------ Input data

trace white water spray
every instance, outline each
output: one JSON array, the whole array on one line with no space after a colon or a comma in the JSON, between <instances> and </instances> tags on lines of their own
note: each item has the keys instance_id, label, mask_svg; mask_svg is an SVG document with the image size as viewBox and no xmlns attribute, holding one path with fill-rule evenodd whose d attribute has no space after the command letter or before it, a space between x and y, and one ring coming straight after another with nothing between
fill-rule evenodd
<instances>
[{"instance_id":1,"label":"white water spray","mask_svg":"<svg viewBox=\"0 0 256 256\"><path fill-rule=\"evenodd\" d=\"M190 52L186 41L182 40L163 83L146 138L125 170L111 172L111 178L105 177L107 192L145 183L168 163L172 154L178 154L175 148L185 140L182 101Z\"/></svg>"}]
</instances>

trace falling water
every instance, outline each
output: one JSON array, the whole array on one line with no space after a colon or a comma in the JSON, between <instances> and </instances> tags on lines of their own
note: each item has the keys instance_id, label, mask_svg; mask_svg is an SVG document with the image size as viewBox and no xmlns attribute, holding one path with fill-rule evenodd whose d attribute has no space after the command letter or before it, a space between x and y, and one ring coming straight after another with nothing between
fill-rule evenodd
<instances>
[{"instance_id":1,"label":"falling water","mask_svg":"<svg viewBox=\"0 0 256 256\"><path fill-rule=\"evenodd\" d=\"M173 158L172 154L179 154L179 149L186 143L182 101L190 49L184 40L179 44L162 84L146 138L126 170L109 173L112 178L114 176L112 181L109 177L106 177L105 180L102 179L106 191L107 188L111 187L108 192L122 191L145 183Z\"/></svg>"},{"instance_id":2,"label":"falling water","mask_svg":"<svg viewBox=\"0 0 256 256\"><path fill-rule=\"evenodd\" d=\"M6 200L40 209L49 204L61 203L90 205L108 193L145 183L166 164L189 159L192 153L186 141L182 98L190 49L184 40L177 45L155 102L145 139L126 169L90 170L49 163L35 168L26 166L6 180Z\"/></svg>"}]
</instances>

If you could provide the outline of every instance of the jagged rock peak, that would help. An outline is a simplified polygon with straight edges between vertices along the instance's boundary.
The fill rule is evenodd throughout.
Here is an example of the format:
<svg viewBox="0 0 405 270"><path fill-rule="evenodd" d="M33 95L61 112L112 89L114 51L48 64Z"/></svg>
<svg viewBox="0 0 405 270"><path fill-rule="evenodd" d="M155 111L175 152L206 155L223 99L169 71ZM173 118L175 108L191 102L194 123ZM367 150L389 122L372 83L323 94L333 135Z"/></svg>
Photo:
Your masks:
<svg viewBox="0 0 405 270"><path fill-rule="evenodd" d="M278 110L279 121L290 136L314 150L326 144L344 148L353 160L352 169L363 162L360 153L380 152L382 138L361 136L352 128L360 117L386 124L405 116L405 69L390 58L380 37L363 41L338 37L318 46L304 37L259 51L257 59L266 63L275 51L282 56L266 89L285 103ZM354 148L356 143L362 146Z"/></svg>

------------

* [Given request] Repeat word for word every line of the records from the one containing "If you could" through the last line, including both of those lines.

* [Final result]
If you could provide the outline of every instance of the jagged rock peak, that would help. An outline is a simplified polygon with straight edges between vertices along the instance's boundary.
The fill rule is evenodd throughout.
Here is an example of the format:
<svg viewBox="0 0 405 270"><path fill-rule="evenodd" d="M33 95L61 112L112 89L114 51L48 64Z"/></svg>
<svg viewBox="0 0 405 270"><path fill-rule="evenodd" d="M155 111L175 152L206 155L223 99L169 71ZM173 118L175 108L191 102L194 123ZM367 150L389 122L372 83L323 94L333 135Z"/></svg>
Photo:
Your masks:
<svg viewBox="0 0 405 270"><path fill-rule="evenodd" d="M278 110L279 121L290 136L314 150L326 144L344 148L353 160L352 169L363 162L360 153L380 152L382 138L361 136L352 128L360 117L386 124L405 116L405 69L390 58L380 37L363 41L338 37L318 46L304 37L259 51L257 59L266 63L275 51L282 56L266 89L285 103ZM354 148L356 143L362 146Z"/></svg>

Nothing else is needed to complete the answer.